## What to work on
From the commentary below on global equities after the Trump election win, return word for word the passage that begins with "Initial reaction in" and ends with "to rebuild infrastructure.".

## Source extract
*** Block opens ***

Eaton Vance
November 10, 2016
Eaton Vance provides advanced investing to forward-thinking investors, applying discipline and long-term perspective to the management of client portfolios.

Global equities likely to regain poise after Trump win

Christopher M. Dyer,  Director of Global Equity

London  - Although the immediate reaction by global equity markets to news of Donald Trump's election win has been to reduce risk, market weakness may be short-lived.

Initial reaction in European and Asia Pacific markets is understandable. The policies of the new president lack clarity and there is particular uncertainty with regard to mid- to long-term implications for global trade, given the strong protectionist rhetoric that was a central focus of the Trump campaign.

However, similar to the resilience seen in the aftermath of Brexit, equity markets may soon regain their poise. With the support of a Republican-controlled Congress, President Trump is likely to introduce measures that will be welcomed by the equity market in the short-term. These include lower tax rates, a path to repatriate overseas cash for U.S. companies, and a fiscal stimulus program to rebuild infrastructure.

Companies exposed to this infrastructure spending will clearly benefit. The repatriation of cash may lead to an increase in acquisitions of smaller U.S. biotech and technology companies. Until now, the value of large amounts of cash held overseas by some companies has been discounted in equity values due to the cost of repatriation. These discounts are likely to shrink.

The much-maligned pharmaceuticals and biotech sectors are the biggest beneficiaries today, and this may continue, as investors breathe a sigh of relief that pressure on drug pricing is likely to be less under Donald Trump than it would have been under Hillary Clinton.

*** Block closes ***

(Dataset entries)
*** Block opens ***

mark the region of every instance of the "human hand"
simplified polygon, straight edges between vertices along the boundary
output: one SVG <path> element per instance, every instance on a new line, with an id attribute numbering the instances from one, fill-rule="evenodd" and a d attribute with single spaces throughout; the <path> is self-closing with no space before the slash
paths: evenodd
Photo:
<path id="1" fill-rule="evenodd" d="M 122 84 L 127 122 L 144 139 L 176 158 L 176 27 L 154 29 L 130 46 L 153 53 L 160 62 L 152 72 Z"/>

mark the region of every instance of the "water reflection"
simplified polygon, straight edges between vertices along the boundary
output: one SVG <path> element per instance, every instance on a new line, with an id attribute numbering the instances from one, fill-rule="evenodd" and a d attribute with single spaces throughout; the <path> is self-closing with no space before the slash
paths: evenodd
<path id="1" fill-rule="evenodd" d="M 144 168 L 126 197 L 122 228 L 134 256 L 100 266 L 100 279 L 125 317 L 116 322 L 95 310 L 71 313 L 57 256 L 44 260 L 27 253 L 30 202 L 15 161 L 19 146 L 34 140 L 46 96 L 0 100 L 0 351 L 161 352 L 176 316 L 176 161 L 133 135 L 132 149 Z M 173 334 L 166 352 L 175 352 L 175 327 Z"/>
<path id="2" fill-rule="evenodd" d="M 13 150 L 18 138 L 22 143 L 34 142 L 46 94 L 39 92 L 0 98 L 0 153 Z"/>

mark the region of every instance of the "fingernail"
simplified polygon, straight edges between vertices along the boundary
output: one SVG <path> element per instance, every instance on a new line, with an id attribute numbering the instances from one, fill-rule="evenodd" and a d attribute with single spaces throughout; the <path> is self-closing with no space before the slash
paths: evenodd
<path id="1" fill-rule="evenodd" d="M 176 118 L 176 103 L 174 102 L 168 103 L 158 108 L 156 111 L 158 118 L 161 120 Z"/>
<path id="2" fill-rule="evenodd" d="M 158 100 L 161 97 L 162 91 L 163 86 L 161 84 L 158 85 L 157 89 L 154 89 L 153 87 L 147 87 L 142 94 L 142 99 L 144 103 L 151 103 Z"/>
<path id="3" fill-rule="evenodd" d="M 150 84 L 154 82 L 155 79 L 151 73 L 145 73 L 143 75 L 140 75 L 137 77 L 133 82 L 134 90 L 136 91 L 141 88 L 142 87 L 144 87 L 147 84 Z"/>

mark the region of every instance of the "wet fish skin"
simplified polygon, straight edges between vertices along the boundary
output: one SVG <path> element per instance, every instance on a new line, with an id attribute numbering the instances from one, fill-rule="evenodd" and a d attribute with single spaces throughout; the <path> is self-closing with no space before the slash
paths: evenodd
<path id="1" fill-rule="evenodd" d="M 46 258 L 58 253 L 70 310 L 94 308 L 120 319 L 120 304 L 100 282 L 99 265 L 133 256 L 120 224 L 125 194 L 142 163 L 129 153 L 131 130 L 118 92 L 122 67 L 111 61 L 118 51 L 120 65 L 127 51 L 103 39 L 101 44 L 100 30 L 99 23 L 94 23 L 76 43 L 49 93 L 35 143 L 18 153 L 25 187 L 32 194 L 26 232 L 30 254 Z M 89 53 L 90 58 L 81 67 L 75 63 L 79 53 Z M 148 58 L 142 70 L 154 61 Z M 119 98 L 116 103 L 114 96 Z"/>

*** Block closes ***

## Your solution
Initial reaction in European and Asia Pacific markets is understandable. The policies of the new president lack clarity and there is particular uncertainty with regard to mid- to long-term implications for global trade, given the strong protectionist rhetoric that was a central focus of the Trump campaign.

However, similar to the resilience seen in the aftermath of Brexit, equity markets may soon regain their poise. With the support of a Republican-controlled Congress, President Trump is likely to introduce measures that will be welcomed by the equity market in the short-term. These include lower tax rates, a path to repatriate overseas cash for U.S. companies, and a fiscal stimulus program to rebuild infrastructure.